▶ [EXERCISE TASK]: Print exactly the lines from the one containing "Mark one point on each instance of the stainless" through the last line of the listing, both included.

— Start ENTRIES SUPPLIED —

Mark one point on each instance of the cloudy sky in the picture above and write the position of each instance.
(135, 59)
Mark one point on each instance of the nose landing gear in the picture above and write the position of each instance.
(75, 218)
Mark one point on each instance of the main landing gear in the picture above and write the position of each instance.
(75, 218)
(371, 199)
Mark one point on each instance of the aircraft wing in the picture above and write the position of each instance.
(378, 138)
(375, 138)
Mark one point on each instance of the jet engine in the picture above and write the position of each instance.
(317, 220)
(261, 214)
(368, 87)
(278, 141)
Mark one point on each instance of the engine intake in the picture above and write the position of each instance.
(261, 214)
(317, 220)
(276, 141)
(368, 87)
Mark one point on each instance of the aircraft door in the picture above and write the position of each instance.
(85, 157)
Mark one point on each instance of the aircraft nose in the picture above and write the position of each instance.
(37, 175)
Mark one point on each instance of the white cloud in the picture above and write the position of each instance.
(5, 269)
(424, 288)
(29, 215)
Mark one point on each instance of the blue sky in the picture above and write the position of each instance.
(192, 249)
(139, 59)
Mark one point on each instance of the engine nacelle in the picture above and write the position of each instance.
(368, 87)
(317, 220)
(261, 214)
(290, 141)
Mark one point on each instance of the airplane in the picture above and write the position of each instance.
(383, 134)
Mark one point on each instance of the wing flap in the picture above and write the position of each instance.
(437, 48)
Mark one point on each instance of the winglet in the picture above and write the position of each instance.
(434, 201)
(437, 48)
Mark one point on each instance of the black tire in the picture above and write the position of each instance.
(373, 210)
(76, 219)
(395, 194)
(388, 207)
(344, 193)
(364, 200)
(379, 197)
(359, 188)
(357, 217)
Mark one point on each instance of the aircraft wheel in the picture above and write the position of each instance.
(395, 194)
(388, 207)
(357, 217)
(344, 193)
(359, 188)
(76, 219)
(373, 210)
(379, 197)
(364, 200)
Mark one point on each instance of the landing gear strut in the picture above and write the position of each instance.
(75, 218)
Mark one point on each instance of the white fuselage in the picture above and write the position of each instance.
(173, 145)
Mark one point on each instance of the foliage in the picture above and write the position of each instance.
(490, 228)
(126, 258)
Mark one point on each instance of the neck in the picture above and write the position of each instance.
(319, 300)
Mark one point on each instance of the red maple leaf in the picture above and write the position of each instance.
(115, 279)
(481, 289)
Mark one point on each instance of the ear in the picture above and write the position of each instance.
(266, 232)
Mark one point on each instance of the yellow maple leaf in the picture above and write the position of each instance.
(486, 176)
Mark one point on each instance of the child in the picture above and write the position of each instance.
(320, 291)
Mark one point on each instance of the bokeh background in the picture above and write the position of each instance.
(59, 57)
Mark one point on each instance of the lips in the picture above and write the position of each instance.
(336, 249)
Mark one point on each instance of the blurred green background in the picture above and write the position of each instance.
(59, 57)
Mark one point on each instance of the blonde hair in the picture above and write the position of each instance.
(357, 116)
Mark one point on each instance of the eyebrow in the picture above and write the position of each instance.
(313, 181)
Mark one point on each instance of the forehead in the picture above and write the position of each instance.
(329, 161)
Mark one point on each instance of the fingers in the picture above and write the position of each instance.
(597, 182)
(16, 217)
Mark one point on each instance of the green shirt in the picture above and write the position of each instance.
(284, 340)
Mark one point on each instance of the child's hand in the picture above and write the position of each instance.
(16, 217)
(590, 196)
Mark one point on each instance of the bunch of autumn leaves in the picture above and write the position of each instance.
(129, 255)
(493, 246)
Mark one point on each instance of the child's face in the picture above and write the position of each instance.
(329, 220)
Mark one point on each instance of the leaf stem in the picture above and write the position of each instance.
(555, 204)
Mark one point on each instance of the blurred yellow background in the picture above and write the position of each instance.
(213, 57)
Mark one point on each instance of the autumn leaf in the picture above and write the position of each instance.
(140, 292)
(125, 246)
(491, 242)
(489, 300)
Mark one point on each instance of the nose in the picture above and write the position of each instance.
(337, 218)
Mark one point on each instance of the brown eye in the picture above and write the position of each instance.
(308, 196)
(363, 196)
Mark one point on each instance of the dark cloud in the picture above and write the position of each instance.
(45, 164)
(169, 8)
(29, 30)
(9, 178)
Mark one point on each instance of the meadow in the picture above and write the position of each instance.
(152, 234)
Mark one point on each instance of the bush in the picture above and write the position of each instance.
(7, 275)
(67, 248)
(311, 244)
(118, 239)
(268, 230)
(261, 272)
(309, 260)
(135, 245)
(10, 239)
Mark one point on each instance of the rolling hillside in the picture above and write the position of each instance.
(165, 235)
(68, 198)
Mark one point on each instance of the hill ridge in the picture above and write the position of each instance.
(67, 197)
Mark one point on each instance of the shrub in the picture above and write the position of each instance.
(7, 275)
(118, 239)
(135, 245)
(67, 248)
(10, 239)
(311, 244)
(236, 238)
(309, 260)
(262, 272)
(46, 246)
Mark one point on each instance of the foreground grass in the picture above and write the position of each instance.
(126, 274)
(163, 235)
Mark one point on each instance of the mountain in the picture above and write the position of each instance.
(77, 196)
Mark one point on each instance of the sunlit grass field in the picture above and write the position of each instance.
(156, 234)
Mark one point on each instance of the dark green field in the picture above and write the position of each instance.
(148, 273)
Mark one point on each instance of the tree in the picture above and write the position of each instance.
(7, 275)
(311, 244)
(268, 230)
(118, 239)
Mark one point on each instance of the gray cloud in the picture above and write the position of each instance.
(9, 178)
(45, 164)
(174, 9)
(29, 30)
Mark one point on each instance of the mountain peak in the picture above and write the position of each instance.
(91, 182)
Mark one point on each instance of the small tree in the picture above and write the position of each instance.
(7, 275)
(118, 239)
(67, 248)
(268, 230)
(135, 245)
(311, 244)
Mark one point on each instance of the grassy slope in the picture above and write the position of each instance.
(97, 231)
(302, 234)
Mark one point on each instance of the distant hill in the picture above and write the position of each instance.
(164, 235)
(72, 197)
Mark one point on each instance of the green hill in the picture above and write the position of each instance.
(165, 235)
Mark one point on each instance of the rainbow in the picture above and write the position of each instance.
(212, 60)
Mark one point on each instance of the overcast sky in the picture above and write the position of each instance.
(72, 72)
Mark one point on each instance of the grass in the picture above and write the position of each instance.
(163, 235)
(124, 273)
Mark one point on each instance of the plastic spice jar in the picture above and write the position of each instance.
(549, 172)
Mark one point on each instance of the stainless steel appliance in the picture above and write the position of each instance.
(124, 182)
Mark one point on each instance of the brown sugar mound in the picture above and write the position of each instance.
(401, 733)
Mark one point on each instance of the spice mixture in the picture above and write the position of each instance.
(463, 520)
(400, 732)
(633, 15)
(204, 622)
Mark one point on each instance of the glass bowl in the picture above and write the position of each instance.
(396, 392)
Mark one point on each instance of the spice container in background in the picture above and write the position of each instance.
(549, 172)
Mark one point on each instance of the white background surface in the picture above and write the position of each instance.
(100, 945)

— End ENTRIES SUPPLIED —

▶ [RESPONSE TO THIS EXERCISE]:
Mark one point on each instance of the stainless steel appliance in the picture above and write the position of each instance.
(124, 182)
Mark one point on each instance of the brown sugar mound in the picture above and write the position of each instance.
(401, 733)
Mark one point on each instance of the spice mixture in the picture above and write the position of each instance.
(463, 520)
(400, 732)
(633, 15)
(204, 622)
Mark one point on each instance of the glass bowl in the picture above and write the position of each instance.
(396, 392)
Mark one point on each instance of the spice container in background in the picture above and write the position of each instance.
(549, 172)
Mark one point on each instance of the white background surface in the picture above and write the position of each instance.
(100, 945)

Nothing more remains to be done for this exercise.